▶ [TO BE DONE]:
The lines to be set down run from the line containing "white scarf, locate" through the final line of the data below; print them exactly and print nothing else.

[Entries from a pointing dataset]
......

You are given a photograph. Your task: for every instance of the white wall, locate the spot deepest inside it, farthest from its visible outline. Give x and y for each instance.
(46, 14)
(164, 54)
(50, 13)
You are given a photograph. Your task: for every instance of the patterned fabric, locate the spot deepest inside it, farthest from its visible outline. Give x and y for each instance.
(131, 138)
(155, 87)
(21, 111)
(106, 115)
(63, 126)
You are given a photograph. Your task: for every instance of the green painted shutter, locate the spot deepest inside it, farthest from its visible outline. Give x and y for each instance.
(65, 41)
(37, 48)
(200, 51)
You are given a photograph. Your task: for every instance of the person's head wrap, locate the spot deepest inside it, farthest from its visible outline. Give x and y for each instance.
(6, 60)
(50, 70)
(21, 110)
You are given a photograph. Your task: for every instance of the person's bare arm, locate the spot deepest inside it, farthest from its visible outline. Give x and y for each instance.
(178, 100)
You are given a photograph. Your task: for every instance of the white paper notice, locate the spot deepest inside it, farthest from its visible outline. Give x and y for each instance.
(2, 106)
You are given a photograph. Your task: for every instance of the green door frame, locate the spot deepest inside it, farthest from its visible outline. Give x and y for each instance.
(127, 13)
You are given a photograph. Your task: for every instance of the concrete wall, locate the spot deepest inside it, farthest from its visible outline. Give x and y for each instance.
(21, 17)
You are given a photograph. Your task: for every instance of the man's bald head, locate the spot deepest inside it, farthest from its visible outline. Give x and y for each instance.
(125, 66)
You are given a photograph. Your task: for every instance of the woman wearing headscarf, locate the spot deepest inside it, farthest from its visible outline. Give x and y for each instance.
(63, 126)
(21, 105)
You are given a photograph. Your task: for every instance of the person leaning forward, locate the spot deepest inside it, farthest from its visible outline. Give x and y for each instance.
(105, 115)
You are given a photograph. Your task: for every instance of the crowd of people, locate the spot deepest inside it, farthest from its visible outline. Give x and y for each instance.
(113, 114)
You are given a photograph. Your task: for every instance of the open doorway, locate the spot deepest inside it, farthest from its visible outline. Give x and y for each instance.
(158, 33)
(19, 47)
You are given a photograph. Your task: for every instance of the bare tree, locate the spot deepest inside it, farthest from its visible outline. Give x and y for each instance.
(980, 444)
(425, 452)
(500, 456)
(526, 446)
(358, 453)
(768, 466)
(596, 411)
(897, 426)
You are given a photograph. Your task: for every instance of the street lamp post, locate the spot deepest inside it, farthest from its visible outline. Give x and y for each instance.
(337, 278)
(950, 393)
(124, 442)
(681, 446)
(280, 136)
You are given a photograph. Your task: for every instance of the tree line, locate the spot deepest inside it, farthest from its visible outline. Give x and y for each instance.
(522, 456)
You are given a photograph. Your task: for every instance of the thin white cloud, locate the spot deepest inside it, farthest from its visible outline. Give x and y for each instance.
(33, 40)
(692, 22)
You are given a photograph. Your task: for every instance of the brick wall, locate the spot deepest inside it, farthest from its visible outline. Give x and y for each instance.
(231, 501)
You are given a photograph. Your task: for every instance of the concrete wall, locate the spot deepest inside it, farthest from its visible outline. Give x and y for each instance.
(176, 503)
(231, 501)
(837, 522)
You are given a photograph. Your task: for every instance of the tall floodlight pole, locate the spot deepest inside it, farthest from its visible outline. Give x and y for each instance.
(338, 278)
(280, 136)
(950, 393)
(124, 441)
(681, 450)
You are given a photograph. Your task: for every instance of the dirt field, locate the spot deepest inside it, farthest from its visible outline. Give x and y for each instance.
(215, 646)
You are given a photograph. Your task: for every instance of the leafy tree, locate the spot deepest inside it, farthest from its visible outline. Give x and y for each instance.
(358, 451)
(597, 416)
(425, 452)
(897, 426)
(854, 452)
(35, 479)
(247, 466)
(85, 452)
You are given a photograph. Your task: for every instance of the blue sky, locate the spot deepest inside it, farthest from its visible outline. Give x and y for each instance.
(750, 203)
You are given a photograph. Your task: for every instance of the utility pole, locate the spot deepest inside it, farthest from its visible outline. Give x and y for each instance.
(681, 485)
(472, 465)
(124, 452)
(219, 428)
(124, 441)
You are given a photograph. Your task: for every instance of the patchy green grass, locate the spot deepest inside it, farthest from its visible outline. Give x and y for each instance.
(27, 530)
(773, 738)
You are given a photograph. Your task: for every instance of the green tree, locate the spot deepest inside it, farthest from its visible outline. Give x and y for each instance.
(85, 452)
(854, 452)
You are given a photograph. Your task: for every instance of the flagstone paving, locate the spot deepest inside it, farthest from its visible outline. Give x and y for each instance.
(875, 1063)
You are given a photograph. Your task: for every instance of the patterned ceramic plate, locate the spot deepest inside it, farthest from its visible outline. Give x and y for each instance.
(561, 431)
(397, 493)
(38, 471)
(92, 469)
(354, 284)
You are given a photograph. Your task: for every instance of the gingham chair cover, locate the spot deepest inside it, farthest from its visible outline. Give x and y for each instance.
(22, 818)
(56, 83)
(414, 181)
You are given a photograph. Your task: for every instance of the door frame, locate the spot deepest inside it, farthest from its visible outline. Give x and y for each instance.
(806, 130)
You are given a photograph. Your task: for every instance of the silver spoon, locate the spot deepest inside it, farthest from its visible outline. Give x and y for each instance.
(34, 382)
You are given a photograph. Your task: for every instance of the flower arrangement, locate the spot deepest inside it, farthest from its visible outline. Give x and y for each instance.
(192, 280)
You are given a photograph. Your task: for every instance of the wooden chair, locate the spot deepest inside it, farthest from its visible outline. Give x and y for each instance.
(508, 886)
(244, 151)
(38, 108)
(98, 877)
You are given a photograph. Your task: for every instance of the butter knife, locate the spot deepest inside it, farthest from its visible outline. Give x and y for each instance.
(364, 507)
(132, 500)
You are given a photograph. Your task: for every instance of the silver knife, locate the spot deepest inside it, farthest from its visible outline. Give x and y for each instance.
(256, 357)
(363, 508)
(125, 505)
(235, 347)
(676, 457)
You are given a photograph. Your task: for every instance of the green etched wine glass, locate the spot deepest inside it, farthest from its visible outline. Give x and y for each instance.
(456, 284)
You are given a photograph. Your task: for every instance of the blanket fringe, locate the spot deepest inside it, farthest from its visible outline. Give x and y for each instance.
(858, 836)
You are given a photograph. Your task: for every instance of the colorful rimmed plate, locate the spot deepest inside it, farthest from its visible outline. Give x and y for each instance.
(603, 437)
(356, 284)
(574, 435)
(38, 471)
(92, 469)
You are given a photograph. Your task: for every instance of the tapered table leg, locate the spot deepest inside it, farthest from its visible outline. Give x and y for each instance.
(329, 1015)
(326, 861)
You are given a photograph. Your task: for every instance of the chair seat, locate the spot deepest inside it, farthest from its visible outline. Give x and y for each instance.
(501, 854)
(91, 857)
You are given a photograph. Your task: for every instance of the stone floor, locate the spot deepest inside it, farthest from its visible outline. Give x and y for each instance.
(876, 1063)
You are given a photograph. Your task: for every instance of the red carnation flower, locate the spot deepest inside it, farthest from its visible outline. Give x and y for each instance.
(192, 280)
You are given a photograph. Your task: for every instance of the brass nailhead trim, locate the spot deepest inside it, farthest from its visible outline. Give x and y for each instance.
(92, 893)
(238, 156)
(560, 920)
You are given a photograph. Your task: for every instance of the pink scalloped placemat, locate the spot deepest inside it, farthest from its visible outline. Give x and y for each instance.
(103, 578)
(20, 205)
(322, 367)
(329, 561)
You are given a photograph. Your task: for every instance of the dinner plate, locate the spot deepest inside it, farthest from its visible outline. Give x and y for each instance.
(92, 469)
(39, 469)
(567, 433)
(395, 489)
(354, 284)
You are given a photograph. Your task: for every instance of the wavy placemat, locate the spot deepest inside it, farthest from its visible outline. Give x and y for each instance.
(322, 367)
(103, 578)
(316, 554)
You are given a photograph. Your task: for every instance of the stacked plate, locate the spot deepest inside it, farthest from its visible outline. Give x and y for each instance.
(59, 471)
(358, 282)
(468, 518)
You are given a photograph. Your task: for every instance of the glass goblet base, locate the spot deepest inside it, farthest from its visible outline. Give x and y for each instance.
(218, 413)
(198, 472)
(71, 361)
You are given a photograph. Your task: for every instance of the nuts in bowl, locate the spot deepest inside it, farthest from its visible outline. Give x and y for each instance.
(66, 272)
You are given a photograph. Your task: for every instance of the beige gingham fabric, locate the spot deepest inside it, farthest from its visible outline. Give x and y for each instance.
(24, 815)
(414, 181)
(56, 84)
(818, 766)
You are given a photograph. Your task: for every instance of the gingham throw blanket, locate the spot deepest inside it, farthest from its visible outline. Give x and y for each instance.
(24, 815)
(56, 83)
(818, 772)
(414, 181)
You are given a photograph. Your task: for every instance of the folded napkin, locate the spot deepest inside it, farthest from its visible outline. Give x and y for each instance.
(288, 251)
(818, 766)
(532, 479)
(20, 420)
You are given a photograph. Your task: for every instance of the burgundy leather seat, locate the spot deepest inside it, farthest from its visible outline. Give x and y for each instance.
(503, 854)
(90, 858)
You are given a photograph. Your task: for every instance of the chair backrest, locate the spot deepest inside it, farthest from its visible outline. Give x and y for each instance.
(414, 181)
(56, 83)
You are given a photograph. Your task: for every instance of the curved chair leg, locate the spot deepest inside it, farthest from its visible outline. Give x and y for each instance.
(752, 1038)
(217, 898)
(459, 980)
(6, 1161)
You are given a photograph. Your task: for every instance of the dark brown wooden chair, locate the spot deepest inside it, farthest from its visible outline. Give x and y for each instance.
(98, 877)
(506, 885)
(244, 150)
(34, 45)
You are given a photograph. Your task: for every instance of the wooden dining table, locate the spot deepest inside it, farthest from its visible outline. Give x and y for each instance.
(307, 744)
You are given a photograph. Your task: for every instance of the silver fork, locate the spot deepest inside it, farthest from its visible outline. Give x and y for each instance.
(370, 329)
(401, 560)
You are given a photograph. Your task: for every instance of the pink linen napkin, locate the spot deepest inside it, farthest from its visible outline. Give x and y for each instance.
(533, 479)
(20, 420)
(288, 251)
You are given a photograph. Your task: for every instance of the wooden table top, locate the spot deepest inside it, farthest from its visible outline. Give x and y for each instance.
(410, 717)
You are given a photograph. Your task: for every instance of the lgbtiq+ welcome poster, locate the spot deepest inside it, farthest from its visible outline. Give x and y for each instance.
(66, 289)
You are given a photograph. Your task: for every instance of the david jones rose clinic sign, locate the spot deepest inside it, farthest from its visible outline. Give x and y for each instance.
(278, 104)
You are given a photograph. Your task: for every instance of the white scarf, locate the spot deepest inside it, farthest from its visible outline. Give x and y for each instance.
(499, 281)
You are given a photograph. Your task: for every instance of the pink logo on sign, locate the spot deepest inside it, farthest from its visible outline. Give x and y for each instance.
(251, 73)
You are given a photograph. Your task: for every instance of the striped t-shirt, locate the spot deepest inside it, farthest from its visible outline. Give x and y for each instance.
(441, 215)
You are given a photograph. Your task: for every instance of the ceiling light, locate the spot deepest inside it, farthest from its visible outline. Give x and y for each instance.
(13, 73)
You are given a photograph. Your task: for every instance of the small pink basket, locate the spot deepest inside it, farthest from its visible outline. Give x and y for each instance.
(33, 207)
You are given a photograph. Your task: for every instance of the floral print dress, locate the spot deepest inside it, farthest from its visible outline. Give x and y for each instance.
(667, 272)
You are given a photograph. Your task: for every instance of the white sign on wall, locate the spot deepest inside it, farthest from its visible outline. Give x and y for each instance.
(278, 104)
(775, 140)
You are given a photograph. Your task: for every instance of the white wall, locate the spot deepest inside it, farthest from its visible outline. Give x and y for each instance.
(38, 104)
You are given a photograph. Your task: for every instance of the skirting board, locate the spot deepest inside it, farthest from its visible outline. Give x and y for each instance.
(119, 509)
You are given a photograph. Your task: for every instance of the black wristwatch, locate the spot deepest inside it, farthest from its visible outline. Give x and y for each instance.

......

▶ [TASK OUTPUT]:
You are given a photograph. Your task: for every instance of the white scarf, locate the spot deepest inside it, farthest from its visible outline. Give x and y for each instance.
(499, 281)
You are given a photograph. Your task: for every instance of the pink logo on sign, locate the spot deepest inside it, farthest from its visible outline. Give x and y for each instance.
(251, 73)
You are given a photograph. Your task: for every instance of the striped t-shirt, locate the spot deepest inside it, farthest from its visible outline. Give x and y for each instance.
(441, 215)
You are given a photograph. Your task: for every instance of the ceiling light, locate the spot deepest inside it, farthest from its visible outline. Give x and y for each instance.
(13, 73)
You are given a photograph. Your task: for every instance of the small pink basket, locate the spot deepest inside it, farthest from its visible outline. Give x and y for each instance.
(33, 207)
You are given a photograph. Your task: for every instance of the floral print dress, locate the spot deepest inside it, farthest from its visible outline. Give x and y for each instance.
(667, 272)
You are given a photograph. Your task: for every instance of the white sign on wall, locate the spot deepest inside it, farthest from its visible outline. Give x and y for each instance.
(278, 104)
(775, 140)
You are given a photograph. Your task: for every instance of the white wall, locate the spot deepest inside it, farthest from its visible outline. Give x and y for each instance.
(38, 104)
You are given a photograph. Your task: for every instance of the skirting board, locate the spot deepest inside it, farthest from its visible outline. Give x and y for each instance.
(119, 509)
You are given a photograph. Your task: for every instance of the black wristwatch, locate the spot deepest inside it, farthest from its visible outline. Give x and y for each instance.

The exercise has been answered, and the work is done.